• _Task inputs_
[start]

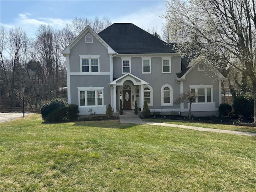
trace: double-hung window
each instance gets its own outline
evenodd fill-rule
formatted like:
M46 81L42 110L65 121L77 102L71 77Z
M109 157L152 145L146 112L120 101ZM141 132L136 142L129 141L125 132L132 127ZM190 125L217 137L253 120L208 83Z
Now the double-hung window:
M162 59L162 73L170 73L171 72L171 60Z
M212 102L213 85L190 85L190 90L196 94L193 103L211 103Z
M100 72L99 55L80 55L81 72L94 73Z
M125 57L122 58L122 73L125 74L131 72L131 58Z
M96 87L98 88L95 90L90 88L79 88L80 106L99 106L103 104L103 87ZM80 89L84 90L80 90Z
M130 61L124 60L123 61L123 73L130 72Z
M142 73L151 73L151 57L142 57Z

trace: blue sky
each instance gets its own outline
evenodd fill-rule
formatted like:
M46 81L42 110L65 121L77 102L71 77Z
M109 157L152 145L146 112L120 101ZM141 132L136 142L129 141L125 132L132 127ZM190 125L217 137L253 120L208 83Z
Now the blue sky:
M20 26L29 37L41 24L61 29L75 17L109 17L112 23L132 23L160 33L164 0L0 0L1 24L7 30Z

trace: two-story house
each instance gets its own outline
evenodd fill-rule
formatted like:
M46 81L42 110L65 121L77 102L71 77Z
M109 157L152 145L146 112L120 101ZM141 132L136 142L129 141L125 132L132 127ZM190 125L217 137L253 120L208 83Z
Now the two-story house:
M66 58L68 100L79 106L81 116L92 109L106 114L110 104L118 112L142 110L144 100L151 111L187 115L187 103L175 104L181 93L197 97L194 116L218 116L221 82L225 79L207 62L192 66L171 44L130 23L115 23L98 34L87 26L63 51Z

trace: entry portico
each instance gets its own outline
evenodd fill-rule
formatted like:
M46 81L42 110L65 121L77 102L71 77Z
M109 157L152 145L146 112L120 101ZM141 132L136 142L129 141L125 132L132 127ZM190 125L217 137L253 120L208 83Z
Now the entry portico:
M111 89L111 102L114 112L117 112L117 105L119 108L120 100L124 110L134 109L134 102L137 100L139 107L142 110L144 102L144 88L148 84L148 82L130 73L126 73L109 83Z

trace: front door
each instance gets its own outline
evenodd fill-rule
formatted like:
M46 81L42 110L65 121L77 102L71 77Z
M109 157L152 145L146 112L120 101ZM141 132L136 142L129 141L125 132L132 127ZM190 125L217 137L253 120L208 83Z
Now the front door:
M131 90L123 90L123 109L124 110L132 109Z

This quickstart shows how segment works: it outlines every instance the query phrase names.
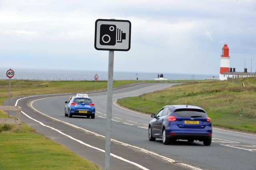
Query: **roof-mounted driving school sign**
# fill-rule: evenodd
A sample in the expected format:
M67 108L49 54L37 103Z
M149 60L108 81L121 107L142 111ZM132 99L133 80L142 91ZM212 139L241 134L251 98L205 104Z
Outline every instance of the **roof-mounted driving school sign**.
M131 22L127 20L97 20L94 47L98 50L129 51L131 25Z

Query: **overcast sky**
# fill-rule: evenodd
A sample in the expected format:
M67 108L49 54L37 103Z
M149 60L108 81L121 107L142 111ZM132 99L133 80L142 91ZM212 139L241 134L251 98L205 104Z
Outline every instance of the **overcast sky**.
M97 19L132 23L130 50L114 70L219 73L224 43L230 66L256 68L256 1L0 0L0 67L107 70L94 48Z

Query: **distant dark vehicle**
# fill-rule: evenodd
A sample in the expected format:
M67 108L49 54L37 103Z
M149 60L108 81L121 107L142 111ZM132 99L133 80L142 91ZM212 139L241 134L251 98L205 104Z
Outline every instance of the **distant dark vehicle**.
M72 117L73 115L85 116L94 119L95 107L87 94L77 94L65 102L65 116Z
M187 140L203 142L209 146L212 142L212 121L203 109L186 105L166 106L162 108L148 125L148 139L162 138L164 145L171 141Z

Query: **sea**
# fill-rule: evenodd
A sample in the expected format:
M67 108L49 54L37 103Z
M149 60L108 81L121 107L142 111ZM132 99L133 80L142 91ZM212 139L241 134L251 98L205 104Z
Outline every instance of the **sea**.
M7 79L6 71L9 68L0 67L0 79ZM14 71L14 79L37 80L93 80L96 74L99 80L108 80L107 71L86 70L57 70L12 68ZM163 74L165 78L171 80L204 80L208 78L217 77L217 75L198 74L192 73L172 73L168 72L146 72L114 71L115 80L153 80L158 74Z

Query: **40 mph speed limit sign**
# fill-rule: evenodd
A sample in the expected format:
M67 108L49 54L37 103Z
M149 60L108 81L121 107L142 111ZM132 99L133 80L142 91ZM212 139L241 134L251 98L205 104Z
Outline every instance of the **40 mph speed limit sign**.
M10 68L6 72L6 76L9 78L12 78L14 76L14 71Z

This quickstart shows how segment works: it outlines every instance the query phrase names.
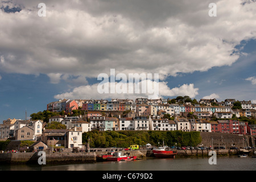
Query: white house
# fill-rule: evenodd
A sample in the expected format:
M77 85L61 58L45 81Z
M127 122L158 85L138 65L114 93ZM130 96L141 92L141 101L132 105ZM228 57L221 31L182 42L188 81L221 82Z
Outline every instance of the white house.
M217 118L232 118L232 113L231 112L215 112L214 115Z
M76 127L66 133L68 148L82 148L82 131Z
M43 131L43 121L41 120L30 121L27 123L27 126L34 130L35 135L42 135Z
M149 122L146 116L135 117L134 120L135 130L149 130Z
M134 121L133 118L119 118L119 128L120 130L134 130Z
M25 126L27 125L27 123L29 123L29 121L26 120L17 120L14 123L14 134L15 136L15 134L16 130L19 130L19 129L21 129L22 127Z
M184 118L176 118L174 121L177 125L177 130L183 131L190 131L191 130L189 121Z
M64 118L64 117L60 115L53 116L49 118L49 123L51 123L52 121L59 122L60 123L63 120Z
M240 117L240 110L239 109L232 109L231 113L232 113L232 115L235 114L237 118Z
M240 101L241 102L241 105L242 105L242 109L251 109L253 107L251 106L251 101Z
M14 125L0 125L0 139L14 136Z
M212 132L210 123L209 121L197 119L196 122L196 131L204 132Z
M179 104L173 104L170 105L171 108L174 110L174 114L175 115L180 114L180 105Z
M172 131L176 130L176 124L174 121L161 118L160 115L149 118L151 130Z

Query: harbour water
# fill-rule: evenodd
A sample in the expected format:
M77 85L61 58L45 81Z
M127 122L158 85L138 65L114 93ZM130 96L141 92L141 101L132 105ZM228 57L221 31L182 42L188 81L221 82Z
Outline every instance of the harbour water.
M256 171L256 158L222 156L216 164L208 158L148 159L67 165L1 165L1 171Z

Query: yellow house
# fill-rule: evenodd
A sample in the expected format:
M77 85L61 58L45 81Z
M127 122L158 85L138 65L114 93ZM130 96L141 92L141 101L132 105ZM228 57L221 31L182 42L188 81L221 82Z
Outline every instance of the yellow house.
M107 110L107 104L101 104L101 110Z

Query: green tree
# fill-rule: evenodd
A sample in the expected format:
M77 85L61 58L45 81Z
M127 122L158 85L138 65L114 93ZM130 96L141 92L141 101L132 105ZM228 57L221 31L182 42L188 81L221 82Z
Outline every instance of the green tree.
M196 99L194 98L194 99L192 100L191 104L193 104L193 105L198 104L198 102L197 102L197 101L196 100Z
M65 125L57 121L52 121L51 123L48 123L46 129L66 129L66 127Z
M242 109L242 104L238 101L234 102L232 109Z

[end]

• _Task brief_
Rewrite all of the lines above, replacing "evenodd" with "even-odd" wherever it occurs and leaving everything else unchanged. Omit the pictures from your answer.

• _The response_
trace: double-hung window
each instance gets its own outline
even-odd fill-rule
formatted like:
M46 81L42 110L65 121L77 102L71 77Z
M109 157L152 145L146 112L120 101ZM141 132L136 142L129 141L125 132L132 127ZM190 125L217 137L253 120L208 83Z
Now the double-hung window:
M162 59L162 73L170 73L171 72L171 60Z
M212 102L213 85L190 85L190 90L196 94L193 103L211 103Z
M100 72L99 55L80 55L81 72L94 73Z
M125 57L122 58L122 73L125 74L131 72L131 58Z
M96 87L98 88L95 90L90 88L79 88L80 106L99 106L103 104L103 87ZM80 89L84 90L80 90Z
M130 61L124 60L123 61L123 73L130 72Z
M142 73L151 73L151 57L142 57Z

trace: blue sky
each instance gets its own outline
even-odd fill-rule
formatted like:
M46 81L42 110L65 121L77 102L71 77Z
M109 157L152 145L146 112L120 101ZM141 132L136 142L129 141L125 132L132 127ZM190 125L217 137L253 120L208 83Z
Now the blue sky:
M20 26L29 37L41 24L61 29L75 17L109 17L112 23L132 23L160 33L164 0L0 0L1 24L7 30Z

trace: two-story house
each instance gets its own outline
even-odd fill-rule
formatted like:
M46 81L42 110L65 121L77 102L71 77Z
M109 157L152 145L146 112L120 101ZM141 132L136 142L129 141L125 132L132 127ZM190 125L217 137L253 120L208 83Z
Now the two-story house:
M66 58L68 100L79 106L81 116L92 109L106 114L110 104L118 112L142 110L144 100L151 111L187 115L187 103L175 104L181 93L197 97L194 116L218 116L221 82L225 79L207 62L192 66L171 44L130 23L115 23L98 34L87 26L63 51Z

trace: entry portico
each instance gets its own outline
even-odd fill-rule
formatted like:
M46 81L42 110L65 121L77 102L71 77Z
M109 157L152 145L146 112L120 101ZM141 132L136 142L129 141L125 132L132 127ZM190 125L217 137L253 120L208 83Z
Now the entry portico:
M111 89L111 102L114 112L117 112L117 105L119 108L120 100L124 110L134 109L134 102L137 100L139 107L142 110L144 102L144 88L148 84L148 82L130 73L126 73L109 83Z

trace: front door
each instance gets its own outline
even-odd fill-rule
formatted like:
M46 81L42 110L65 121L77 102L71 77Z
M109 157L152 145L146 112L120 101ZM141 132L136 142L129 141L125 132L132 127ZM190 125L217 137L253 120L208 83Z
Now the front door:
M131 90L123 90L123 109L124 110L132 109Z

This quickstart shows how segment works: it outlines every instance the query phrase names.
Query: **roof-mounted driving school sign**
# fill-rule: even-odd
A sample in the expected format:
M67 108L49 54L37 103Z
M149 60L108 81L121 107L142 111ZM132 99L133 80L142 91ZM212 139L241 134L251 98L205 104Z
Outline every instance of the **roof-mounted driving school sign**.
M131 22L127 20L97 20L94 47L98 50L129 51L131 25Z

Query: **overcast sky**
# fill-rule: even-odd
A sample in the expected format:
M67 108L49 54L37 103Z
M149 60L108 81L121 107L142 111ZM132 99L133 80L142 91ZM212 139L241 134L251 98L205 104Z
Outline every instance of the **overcast sky**.
M97 19L132 23L130 50L114 70L219 73L224 43L230 66L256 68L256 1L0 0L0 67L107 70L94 48Z

Query: **distant dark vehicle**
# fill-rule: even-odd
A sample in the expected format:
M67 108L49 54L37 103Z
M149 60L108 81L121 107L142 111ZM132 99L133 80L142 91ZM212 139L241 134L251 98L205 104Z
Outline every instance of the **distant dark vehicle**.
M72 117L73 115L85 116L94 119L95 107L87 94L77 94L65 102L65 116Z
M187 140L203 142L209 146L212 142L212 121L203 109L186 105L166 106L162 108L148 125L148 139L162 138L164 145L171 141Z

Query: **sea**
# fill-rule: even-odd
A sample in the expected format:
M67 108L49 54L37 103Z
M149 60L108 81L121 107L142 111ZM132 99L133 80L142 91ZM212 139L241 134L251 98L205 104Z
Outline every instance of the **sea**.
M7 79L6 71L9 68L0 67L0 79ZM14 71L14 79L37 80L93 80L96 74L99 80L108 80L107 71L86 70L57 70L12 68ZM163 74L165 78L171 80L204 80L208 78L217 77L217 75L198 74L192 73L172 73L168 72L146 72L114 71L115 80L153 80L158 74Z

Query: **40 mph speed limit sign**
# fill-rule: even-odd
A sample in the expected format:
M67 108L49 54L37 103Z
M149 60L108 81L121 107L142 111ZM132 99L133 80L142 91ZM212 139L241 134L251 98L205 104Z
Outline every instance of the **40 mph speed limit sign**.
M10 68L6 72L6 76L9 78L12 78L14 76L14 71Z

This quickstart shows how segment works: it outlines every instance the query phrase names.
Query: white house
# fill-rule: even-odd
A sample in the expected format:
M77 85L61 58L45 81Z
M127 122L158 85L138 65L114 93ZM130 96L141 92L141 101L132 105ZM228 57L221 31L182 42L188 81L221 82Z
Outline every instance of the white house.
M217 118L232 118L232 113L231 112L215 112L214 115Z
M76 127L66 133L68 148L82 148L82 131Z
M43 131L43 121L41 120L30 121L27 123L27 126L34 130L35 135L42 135Z
M149 122L146 116L135 117L134 120L135 130L149 130Z
M134 121L133 118L119 118L119 128L120 130L134 130Z
M25 126L27 125L27 123L29 123L29 121L26 120L17 120L14 123L14 134L15 136L15 134L16 130L19 130L19 129L21 129L22 127Z
M184 118L176 118L174 121L177 125L177 130L183 131L190 131L191 130L189 121Z
M64 118L64 117L60 115L53 116L49 118L49 123L51 123L52 121L59 122L60 123L63 120Z
M240 117L240 110L239 109L232 109L231 113L232 113L232 115L235 114L237 118Z
M240 101L241 102L241 105L242 105L242 109L251 109L253 107L251 106L251 101Z
M14 125L0 125L0 139L14 136Z
M212 132L210 123L209 121L197 119L196 122L196 131L204 132Z
M179 104L173 104L170 105L171 108L174 110L174 114L175 115L180 114L180 105Z
M172 131L176 130L176 124L174 121L161 118L160 115L149 118L151 130Z

Query: harbour water
# fill-rule: even-odd
A sample in the expected format:
M77 85L61 58L45 81Z
M127 122L158 85L138 65L114 93ZM130 96L141 92L141 101L132 105ZM228 57L221 31L182 42L188 81L221 82Z
Outline every instance of the harbour water.
M256 171L256 158L222 156L216 164L208 158L148 159L67 165L1 165L1 171Z

Query: yellow house
# fill-rule: even-odd
A sample in the expected format:
M77 85L61 58L45 81Z
M127 122L158 85L138 65L114 93ZM130 96L141 92L141 101L132 105ZM228 57L221 31L182 42L188 81L221 82Z
Outline every instance of the yellow house.
M107 110L107 104L101 104L101 110Z

Query: green tree
# fill-rule: even-odd
A sample in the expected format:
M77 85L61 58L45 81Z
M127 122L158 85L138 65L114 93ZM130 96L141 92L141 101L132 105ZM228 57L221 31L182 42L188 81L221 82Z
Outline every instance of the green tree.
M196 99L194 98L194 99L192 100L191 104L193 104L193 105L198 104L198 102L197 102L197 101L196 100Z
M65 125L57 121L52 121L51 123L48 123L46 129L66 129L66 127Z
M242 109L242 104L238 101L234 102L232 109Z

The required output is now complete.